Start of Data for this task
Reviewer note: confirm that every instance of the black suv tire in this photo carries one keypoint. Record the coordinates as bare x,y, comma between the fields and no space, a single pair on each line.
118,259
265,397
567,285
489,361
End of Data for this task
**Your objective**. For each line in the listing, return it exactly as shown.

**Output of the exercise**.
Reviewer note: confirm that every instance of the black suv tire in this photo carries one keypoint. Record the coordinates as bare x,y, comma between the fields and no space, a single pair on each line.
118,259
265,397
567,285
489,361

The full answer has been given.